(Stored dataset items)
○ ○ ○ ○ ○

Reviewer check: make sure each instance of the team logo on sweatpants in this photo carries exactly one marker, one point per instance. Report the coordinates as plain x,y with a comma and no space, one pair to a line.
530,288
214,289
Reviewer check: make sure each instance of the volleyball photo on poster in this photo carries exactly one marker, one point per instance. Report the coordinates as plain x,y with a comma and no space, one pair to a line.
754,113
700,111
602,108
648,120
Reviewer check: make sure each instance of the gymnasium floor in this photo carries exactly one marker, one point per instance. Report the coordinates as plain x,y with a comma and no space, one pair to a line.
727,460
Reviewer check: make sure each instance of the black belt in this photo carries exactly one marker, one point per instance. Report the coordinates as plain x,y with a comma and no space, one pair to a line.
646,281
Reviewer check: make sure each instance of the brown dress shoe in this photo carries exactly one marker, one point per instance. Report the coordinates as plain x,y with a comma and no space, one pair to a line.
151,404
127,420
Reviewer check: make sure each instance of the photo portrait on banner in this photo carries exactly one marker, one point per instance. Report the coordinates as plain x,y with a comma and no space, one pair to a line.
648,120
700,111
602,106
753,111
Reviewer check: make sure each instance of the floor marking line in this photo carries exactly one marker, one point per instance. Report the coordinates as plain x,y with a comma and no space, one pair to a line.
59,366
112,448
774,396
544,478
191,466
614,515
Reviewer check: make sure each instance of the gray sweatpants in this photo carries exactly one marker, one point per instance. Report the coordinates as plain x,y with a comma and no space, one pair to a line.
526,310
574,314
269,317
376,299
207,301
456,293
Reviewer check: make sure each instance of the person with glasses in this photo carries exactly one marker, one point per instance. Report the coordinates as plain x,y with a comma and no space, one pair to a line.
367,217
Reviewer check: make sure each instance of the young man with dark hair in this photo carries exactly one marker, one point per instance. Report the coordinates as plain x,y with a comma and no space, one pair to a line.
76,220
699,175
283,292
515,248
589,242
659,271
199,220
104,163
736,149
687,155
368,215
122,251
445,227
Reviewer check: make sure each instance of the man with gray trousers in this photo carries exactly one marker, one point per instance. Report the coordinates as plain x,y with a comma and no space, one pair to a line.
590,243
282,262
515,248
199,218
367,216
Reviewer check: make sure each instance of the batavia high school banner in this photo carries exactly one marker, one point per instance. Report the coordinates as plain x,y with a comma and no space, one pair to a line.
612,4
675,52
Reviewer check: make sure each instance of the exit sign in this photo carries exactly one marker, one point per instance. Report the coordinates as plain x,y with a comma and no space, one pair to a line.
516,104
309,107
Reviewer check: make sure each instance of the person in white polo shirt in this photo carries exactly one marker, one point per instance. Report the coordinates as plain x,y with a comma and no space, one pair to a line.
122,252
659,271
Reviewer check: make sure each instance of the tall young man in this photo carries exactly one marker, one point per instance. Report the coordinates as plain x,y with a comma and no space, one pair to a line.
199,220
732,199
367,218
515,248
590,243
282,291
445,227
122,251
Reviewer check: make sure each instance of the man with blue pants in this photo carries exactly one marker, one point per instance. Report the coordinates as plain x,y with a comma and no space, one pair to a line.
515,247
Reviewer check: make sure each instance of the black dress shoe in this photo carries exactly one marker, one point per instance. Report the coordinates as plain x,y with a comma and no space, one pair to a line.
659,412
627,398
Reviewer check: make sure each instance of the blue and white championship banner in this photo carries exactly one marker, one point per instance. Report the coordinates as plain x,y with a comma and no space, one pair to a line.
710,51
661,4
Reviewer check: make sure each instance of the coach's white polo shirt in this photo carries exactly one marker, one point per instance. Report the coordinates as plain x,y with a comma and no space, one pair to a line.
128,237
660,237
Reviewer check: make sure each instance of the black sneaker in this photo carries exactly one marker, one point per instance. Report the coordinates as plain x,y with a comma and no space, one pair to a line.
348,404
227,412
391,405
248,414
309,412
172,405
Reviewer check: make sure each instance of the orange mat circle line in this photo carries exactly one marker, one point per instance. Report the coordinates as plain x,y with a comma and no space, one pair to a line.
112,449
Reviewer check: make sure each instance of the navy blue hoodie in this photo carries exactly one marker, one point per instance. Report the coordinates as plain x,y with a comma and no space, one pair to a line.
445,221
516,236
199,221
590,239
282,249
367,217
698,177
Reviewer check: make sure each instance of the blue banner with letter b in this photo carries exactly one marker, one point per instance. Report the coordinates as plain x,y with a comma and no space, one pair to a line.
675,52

○ ○ ○ ○ ○

SET EXERCISE:
Write out every entry again, keeping each line exactly the same.

ANSWER TO THE EXERCISE:
Reviewer check: make sure each instance of the team logo on sweatpants in this photo carries exactly one marker, one point per instance. Report the coordinates as plain x,y with a comma and no space, one pair to a line.
530,288
214,289
Reviewer check: make sure each instance of the volleyball photo on poster in this photo carries exactly one marker, one point per instance. Report the coordinates as plain x,y with a comma and no space, one pair to a line.
754,113
700,111
602,108
648,120
Reviewer check: make sure each instance of the gymnasium floor in this photo carries exactly one marker, one point per instance. Report the coordinates as plain x,y with a comma and no space, one pair to a line.
727,460
Reviewer check: make sure each instance of the black belt in this photo carries exactly one marker, one point per instance. Report the coordinates as plain x,y with a comma and no space, one pair to a line.
646,281
Reviewer check: make sure each instance of the brown dress shoe in this photo carries exactly one marker, one point per instance. Report the coordinates as plain x,y with a comma and no space, one pair to a line.
151,404
127,420
Reviewer check: make sure each instance of the photo portrait on banner in this photo carries exactly one marker, one point per instance. Report the coordinates as plain x,y with a comma and no space, one pair to a line.
648,120
700,111
602,106
753,111
Reviewer check: make sure each instance of the floor marking line in this photo carries exactly one marker, one point per instance. Report the coordinates as plain x,y with a comma and no space, one pair to a line.
59,366
112,448
774,396
544,478
191,466
614,515
Reviewer check: make sure each instance of the gray sweatpants in this photo carries exactly one marker, one point per instance. Report the coordinates as plain x,y with a comma and no space, one pair to a line.
526,310
574,314
269,317
376,299
207,301
456,293
Reviewer check: make sure each instance of the person with glasses in this photo carries exactly one marker, one point per instance. Report the coordinates as plain x,y with a comma and no space, one pair to a line.
367,217
Reviewer check: make sure each instance of the young man with dark hair in this photo carries exactly one marker, one point per instance. Report the coordinates as plain x,y with a comma and no space, one pair to a line.
76,220
699,175
283,292
515,248
589,242
659,271
199,220
104,163
736,149
687,155
368,215
122,251
445,227
Reviewer check: make sure each instance of the man with gray trousers in this photo carries exactly one marker, one point per instance. Report the coordinates as plain x,y with a comma and no space, one pair to a line.
590,243
282,262
515,248
199,218
367,216
Reviewer check: make sure each instance of the batavia high school banner in this photo carries exactly one marker, one point per instance. Report the coordinates as plain x,y with a comma and no space, one pair to a line.
612,4
675,52
Reviewer check: make sure each instance of the exit sign in this photo carries exactly one marker, one point per instance. Report the coordinates as plain x,y with a comma and no space, one pair to a line.
516,104
309,107
Reviewer check: make sure each instance of the person in white polo shirt in this photo carries exactly one marker, one point per instance. Report the coordinates as plain x,y with a comma and no space, one pair to a line.
122,252
659,271
Reviewer check: make sure each instance of the tall young man in this photo carries exactly one marker, one point per instance. Report the coordinates as plain x,y with a comma and no space, one pair to a line.
199,220
732,199
367,218
515,248
590,243
282,291
445,227
122,251
Reviewer check: make sure each instance of the man with blue pants in this photo carries exactly one marker, one point per instance. Report the coordinates as plain x,y with a comma and no space, one pair to a line.
515,247
Reviewer check: make sure each instance of the black dress shoe in this photo carries exactly one marker, one point per instance. Report the coordinates as plain x,y with a comma and no space, one pair to a line.
659,412
627,398
Reviewer check: make sure each instance of the blue and white championship banner in this photo carries exactly one marker, one point per instance. Report the coordinates as plain x,y with a comma and no space, one pair to a line.
710,51
661,4
Reviewer check: make sure each instance of the coach's white polo shirt in this photo carries exactly one marker, one point per instance. Report the coordinates as plain x,y with a comma and no space, one pair to a line.
128,237
660,237
Reviewer check: make sure each instance of the black sneaker in this photo carries exactly one marker, one point per instance. Report the coordinates as plain x,y with a comma and no space, one pair to a line.
348,404
227,412
391,405
248,414
309,412
172,405
Reviewer check: make sure each instance of the orange mat circle line in this photo carries exactly one marker, one point per instance. Report the coordinates as plain x,y with a comma and no space, one pair to a line.
112,449
Reviewer check: make sure each instance of the navy blue hoodie in this photo carries exactly one marker, one point per instance. Report the coordinates as plain x,y with a comma and no space, one pair to a line.
445,221
516,236
199,221
590,239
282,249
367,217
698,177
Reviewer check: make sure each instance of the blue banner with letter b in this photo carries exactly one marker, one point per instance. Report the coordinates as plain x,y with a comma and no space, one pair to a line.
675,52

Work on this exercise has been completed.